### Given entries

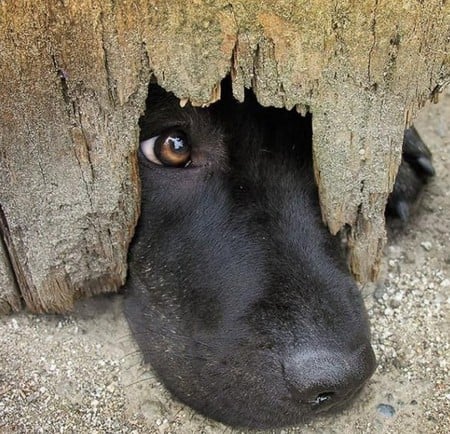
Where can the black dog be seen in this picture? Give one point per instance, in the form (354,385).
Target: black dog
(238,295)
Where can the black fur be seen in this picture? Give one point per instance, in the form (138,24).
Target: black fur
(237,294)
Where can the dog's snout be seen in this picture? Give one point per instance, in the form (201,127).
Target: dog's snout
(325,379)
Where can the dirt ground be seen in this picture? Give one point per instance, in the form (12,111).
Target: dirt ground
(82,373)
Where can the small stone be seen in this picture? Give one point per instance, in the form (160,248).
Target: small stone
(386,410)
(426,245)
(379,292)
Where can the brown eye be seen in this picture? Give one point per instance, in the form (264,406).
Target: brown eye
(169,149)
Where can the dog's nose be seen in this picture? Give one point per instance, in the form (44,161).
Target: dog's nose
(324,379)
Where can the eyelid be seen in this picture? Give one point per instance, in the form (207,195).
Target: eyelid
(147,148)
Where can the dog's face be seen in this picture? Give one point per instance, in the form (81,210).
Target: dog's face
(238,295)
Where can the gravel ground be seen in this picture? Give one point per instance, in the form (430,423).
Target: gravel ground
(82,373)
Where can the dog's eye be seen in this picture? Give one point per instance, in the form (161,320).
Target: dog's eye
(171,148)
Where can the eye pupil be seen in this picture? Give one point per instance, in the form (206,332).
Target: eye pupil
(173,149)
(177,144)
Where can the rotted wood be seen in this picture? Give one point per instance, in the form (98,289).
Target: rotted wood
(73,82)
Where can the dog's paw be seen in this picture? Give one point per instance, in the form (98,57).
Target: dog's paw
(415,169)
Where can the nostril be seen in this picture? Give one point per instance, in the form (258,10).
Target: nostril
(325,379)
(321,399)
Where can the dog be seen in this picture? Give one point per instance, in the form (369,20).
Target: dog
(237,294)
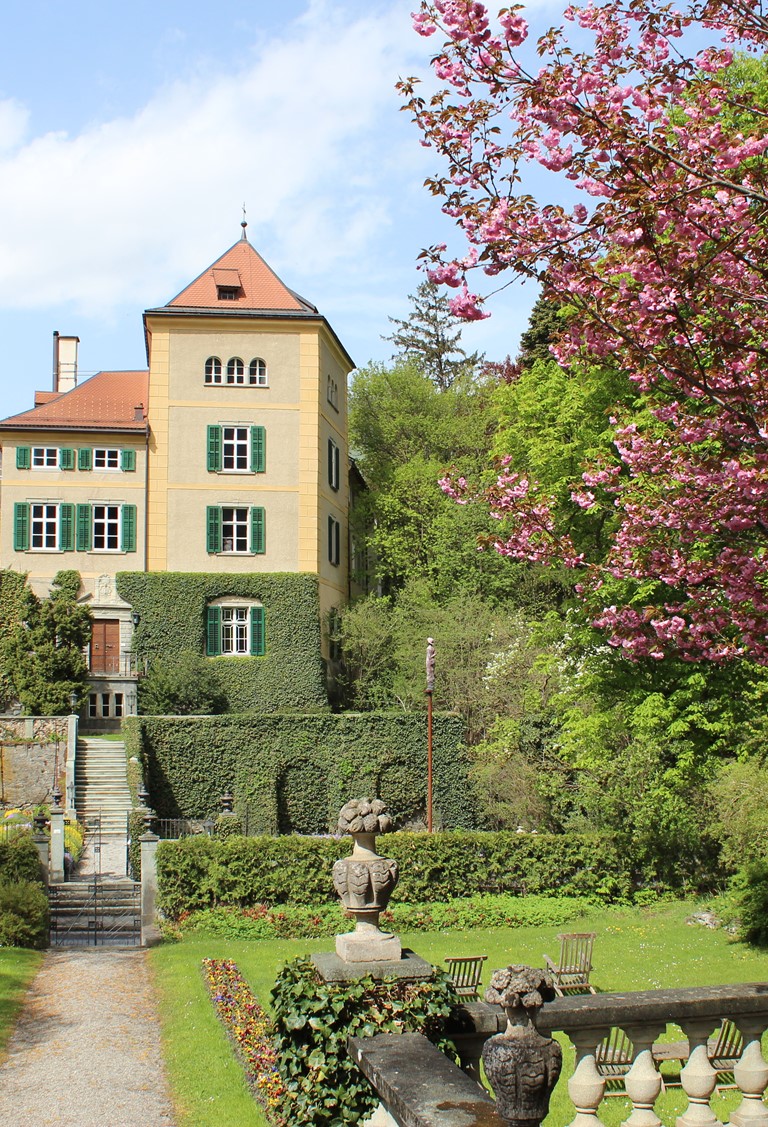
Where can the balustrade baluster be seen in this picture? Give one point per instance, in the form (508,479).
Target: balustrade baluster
(698,1077)
(751,1074)
(586,1085)
(643,1081)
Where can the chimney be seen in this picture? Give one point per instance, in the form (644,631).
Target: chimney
(64,363)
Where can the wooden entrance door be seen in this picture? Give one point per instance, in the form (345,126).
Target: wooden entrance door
(105,646)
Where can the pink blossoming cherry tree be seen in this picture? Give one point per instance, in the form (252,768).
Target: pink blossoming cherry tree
(661,257)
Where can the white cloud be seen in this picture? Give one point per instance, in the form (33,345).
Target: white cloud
(306,132)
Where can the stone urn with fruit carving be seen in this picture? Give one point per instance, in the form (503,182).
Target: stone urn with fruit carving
(521,1064)
(364,880)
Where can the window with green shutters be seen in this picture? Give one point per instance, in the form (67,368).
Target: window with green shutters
(129,530)
(227,530)
(236,449)
(82,537)
(67,527)
(20,526)
(257,530)
(235,629)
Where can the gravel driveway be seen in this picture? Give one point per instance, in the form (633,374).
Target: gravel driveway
(86,1050)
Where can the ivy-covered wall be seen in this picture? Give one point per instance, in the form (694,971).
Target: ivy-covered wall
(291,673)
(293,773)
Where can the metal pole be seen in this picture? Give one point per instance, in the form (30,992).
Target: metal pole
(430,690)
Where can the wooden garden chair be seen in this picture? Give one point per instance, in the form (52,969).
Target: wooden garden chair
(612,1059)
(571,974)
(465,974)
(725,1052)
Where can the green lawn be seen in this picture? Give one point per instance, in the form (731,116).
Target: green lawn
(17,969)
(641,949)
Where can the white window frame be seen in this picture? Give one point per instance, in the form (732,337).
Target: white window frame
(49,515)
(235,638)
(236,371)
(235,447)
(107,455)
(239,530)
(50,458)
(257,373)
(111,530)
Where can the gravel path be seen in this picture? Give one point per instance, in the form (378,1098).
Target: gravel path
(86,1050)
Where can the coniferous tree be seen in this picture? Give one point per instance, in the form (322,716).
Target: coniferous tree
(431,336)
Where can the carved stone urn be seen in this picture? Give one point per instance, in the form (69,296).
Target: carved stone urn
(364,883)
(521,1064)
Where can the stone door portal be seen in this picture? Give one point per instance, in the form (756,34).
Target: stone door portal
(105,646)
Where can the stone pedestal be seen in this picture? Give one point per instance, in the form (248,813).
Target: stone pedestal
(56,844)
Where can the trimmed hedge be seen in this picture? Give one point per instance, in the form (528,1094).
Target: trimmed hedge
(202,872)
(19,860)
(293,773)
(291,674)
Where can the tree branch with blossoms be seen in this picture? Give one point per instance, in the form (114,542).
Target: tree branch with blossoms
(662,260)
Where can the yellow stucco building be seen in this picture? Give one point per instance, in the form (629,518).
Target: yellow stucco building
(228,456)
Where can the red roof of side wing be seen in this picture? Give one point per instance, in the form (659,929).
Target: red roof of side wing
(106,401)
(249,282)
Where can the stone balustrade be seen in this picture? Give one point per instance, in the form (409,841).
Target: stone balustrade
(644,1017)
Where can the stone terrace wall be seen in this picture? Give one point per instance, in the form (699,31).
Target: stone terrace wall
(28,757)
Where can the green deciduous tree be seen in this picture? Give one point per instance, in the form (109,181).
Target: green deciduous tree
(431,337)
(42,654)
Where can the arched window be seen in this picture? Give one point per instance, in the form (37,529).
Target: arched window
(257,372)
(236,371)
(213,370)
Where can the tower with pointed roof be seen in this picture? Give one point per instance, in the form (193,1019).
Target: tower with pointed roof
(247,411)
(227,458)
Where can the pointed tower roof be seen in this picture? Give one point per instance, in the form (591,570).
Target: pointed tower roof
(106,401)
(239,282)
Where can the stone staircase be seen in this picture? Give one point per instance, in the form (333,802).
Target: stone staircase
(100,786)
(96,913)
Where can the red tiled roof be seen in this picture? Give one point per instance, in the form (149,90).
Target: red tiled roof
(240,267)
(106,401)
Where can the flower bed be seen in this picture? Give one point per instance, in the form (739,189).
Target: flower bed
(249,1029)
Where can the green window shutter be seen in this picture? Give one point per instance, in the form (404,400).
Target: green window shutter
(257,450)
(257,530)
(257,636)
(213,525)
(82,530)
(67,527)
(213,631)
(213,450)
(129,515)
(20,526)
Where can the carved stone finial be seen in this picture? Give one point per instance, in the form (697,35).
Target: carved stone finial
(364,883)
(522,1065)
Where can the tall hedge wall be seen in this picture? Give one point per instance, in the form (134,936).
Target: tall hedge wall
(203,872)
(293,773)
(290,675)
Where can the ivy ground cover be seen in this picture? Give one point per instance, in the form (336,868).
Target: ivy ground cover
(636,949)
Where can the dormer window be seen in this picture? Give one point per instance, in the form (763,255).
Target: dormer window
(229,286)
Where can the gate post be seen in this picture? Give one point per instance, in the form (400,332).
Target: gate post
(56,844)
(150,933)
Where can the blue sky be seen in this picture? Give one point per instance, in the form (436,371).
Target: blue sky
(132,134)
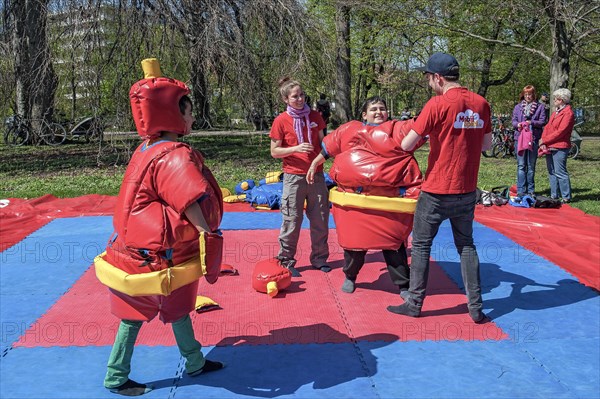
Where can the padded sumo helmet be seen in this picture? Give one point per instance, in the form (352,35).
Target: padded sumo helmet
(155,102)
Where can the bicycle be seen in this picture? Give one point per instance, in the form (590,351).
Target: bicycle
(19,131)
(506,145)
(575,142)
(497,131)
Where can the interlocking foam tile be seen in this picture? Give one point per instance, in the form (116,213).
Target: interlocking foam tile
(73,372)
(439,369)
(286,371)
(532,290)
(572,361)
(82,316)
(37,271)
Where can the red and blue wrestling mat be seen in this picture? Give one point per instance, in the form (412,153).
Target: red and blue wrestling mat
(540,280)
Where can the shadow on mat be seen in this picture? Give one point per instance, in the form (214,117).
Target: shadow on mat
(525,293)
(274,370)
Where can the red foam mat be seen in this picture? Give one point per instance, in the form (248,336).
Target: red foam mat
(312,310)
(566,236)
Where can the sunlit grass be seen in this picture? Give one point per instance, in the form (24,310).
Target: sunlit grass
(78,169)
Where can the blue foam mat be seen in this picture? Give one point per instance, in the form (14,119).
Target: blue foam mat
(460,369)
(441,369)
(524,297)
(552,320)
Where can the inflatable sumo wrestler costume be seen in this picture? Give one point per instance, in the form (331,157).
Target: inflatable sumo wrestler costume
(377,184)
(153,263)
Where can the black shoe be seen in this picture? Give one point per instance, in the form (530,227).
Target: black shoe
(404,295)
(405,310)
(209,366)
(348,286)
(131,388)
(478,317)
(289,264)
(324,268)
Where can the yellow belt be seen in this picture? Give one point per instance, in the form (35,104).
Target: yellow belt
(376,202)
(161,282)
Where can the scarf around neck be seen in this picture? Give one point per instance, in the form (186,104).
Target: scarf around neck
(529,107)
(299,115)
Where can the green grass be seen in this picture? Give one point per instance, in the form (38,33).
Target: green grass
(72,170)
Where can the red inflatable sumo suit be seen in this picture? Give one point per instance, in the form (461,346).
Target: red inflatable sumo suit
(153,264)
(378,184)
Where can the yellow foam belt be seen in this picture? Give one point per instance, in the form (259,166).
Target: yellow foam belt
(161,282)
(235,198)
(376,202)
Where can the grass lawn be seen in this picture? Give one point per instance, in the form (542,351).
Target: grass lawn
(75,169)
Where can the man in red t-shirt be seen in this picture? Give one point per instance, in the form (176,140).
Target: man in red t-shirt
(458,123)
(296,137)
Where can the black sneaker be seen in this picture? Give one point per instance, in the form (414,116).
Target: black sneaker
(324,268)
(405,309)
(478,316)
(131,388)
(209,366)
(348,286)
(289,264)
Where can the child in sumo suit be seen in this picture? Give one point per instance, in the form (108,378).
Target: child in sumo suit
(166,222)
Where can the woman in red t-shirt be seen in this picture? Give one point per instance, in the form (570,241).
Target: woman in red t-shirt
(296,137)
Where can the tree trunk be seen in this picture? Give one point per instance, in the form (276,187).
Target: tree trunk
(199,87)
(342,81)
(36,80)
(561,48)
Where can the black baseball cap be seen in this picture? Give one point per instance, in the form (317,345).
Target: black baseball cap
(442,64)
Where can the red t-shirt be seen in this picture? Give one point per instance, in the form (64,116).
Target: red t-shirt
(283,129)
(456,123)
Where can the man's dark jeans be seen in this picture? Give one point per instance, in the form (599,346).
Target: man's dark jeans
(432,210)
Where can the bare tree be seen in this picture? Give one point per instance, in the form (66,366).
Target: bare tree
(34,74)
(572,25)
(229,41)
(343,73)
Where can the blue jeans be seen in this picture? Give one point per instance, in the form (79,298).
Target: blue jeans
(432,210)
(526,169)
(558,174)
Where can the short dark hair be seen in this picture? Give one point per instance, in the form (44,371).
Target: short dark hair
(183,101)
(372,100)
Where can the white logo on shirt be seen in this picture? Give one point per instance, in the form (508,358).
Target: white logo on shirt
(468,120)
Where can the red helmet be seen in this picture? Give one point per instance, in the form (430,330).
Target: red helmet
(155,102)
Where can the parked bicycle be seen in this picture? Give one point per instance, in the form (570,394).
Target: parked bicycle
(505,146)
(498,129)
(19,131)
(575,142)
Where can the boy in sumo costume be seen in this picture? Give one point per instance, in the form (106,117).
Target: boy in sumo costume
(166,230)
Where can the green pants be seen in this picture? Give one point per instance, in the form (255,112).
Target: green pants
(119,362)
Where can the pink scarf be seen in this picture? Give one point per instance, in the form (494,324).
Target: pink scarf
(532,108)
(525,142)
(298,115)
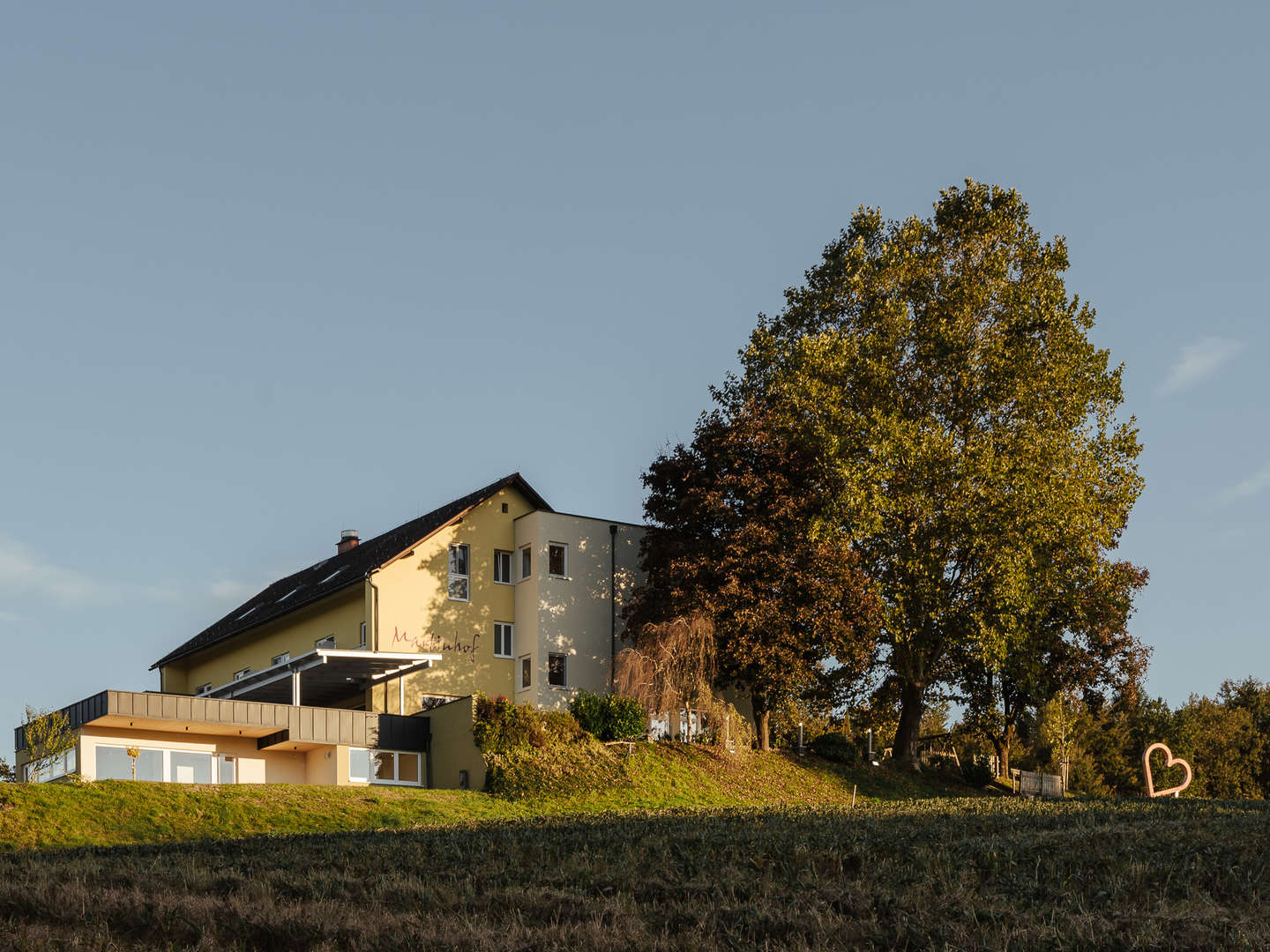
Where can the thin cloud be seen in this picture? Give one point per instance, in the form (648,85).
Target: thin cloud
(230,591)
(1251,487)
(1199,361)
(25,571)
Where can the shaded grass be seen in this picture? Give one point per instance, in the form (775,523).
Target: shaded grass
(657,777)
(950,874)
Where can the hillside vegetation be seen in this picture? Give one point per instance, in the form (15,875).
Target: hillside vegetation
(598,779)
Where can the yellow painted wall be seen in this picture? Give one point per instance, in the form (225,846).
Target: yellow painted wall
(571,616)
(453,747)
(415,614)
(340,614)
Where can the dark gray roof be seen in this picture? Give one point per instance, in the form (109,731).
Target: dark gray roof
(340,571)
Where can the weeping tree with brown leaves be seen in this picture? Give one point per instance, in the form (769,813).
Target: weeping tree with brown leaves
(671,668)
(735,539)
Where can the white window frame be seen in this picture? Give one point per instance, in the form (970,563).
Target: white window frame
(510,634)
(564,664)
(511,560)
(167,761)
(564,548)
(61,766)
(465,577)
(397,770)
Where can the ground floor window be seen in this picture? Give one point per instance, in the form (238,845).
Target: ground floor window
(395,767)
(57,767)
(557,673)
(116,763)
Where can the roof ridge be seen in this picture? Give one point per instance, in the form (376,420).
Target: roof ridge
(363,557)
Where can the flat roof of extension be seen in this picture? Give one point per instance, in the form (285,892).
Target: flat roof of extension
(272,725)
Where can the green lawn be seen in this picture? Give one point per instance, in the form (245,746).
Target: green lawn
(660,776)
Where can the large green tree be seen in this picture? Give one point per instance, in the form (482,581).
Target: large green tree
(1072,635)
(964,428)
(732,537)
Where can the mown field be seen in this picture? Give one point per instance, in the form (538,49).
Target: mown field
(943,874)
(680,850)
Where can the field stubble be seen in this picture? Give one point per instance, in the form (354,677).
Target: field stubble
(949,874)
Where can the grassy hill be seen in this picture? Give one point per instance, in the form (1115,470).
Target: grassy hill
(658,776)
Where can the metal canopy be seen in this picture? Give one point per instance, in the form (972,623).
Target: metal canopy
(323,677)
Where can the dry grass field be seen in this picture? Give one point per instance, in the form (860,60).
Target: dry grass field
(678,850)
(987,874)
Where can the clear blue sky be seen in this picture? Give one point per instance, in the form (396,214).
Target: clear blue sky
(273,271)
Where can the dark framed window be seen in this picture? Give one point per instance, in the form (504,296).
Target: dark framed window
(557,560)
(502,640)
(460,573)
(557,671)
(502,566)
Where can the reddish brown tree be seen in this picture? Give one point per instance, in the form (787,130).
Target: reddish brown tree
(735,536)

### Written request
Reproduce, exactly and with nothing added, the lines from the one that includes "Where can the mown" through the last line of the material.

### Result of this exercise
Where can the mown field be seen in this picture? Give one point per instance, in the form (538,49).
Target: mown field
(943,874)
(680,850)
Where can the field stubble be seen in this picture? Give one point per instance, in the form (354,677).
Target: field stubble
(949,874)
Where can the grassy hill be seen in this picture? Give one point per instance, in the form (1115,470).
Target: grassy hill
(658,776)
Where can the metal canopy be seen in this picture? Give one point per instance, in the form (972,623).
Target: metal canopy
(323,677)
Where can the dry grass field be seen in this picture? Give one point per instance, in the form (860,60).
Target: dry grass field
(678,850)
(987,874)
Where can the clear blue sky be seen in this picture? Give one point per instance, in the form (396,214).
Target: clear blue sky
(273,271)
Where can the dark framed window be seen in this picture? Give one point per instance, in the form (504,296).
Target: dark framed window
(557,560)
(502,640)
(460,573)
(557,671)
(502,566)
Where can the reddish brown tree be seen in this picture? Give one point per instance, in the form (787,130).
Target: reddish brown tree
(735,536)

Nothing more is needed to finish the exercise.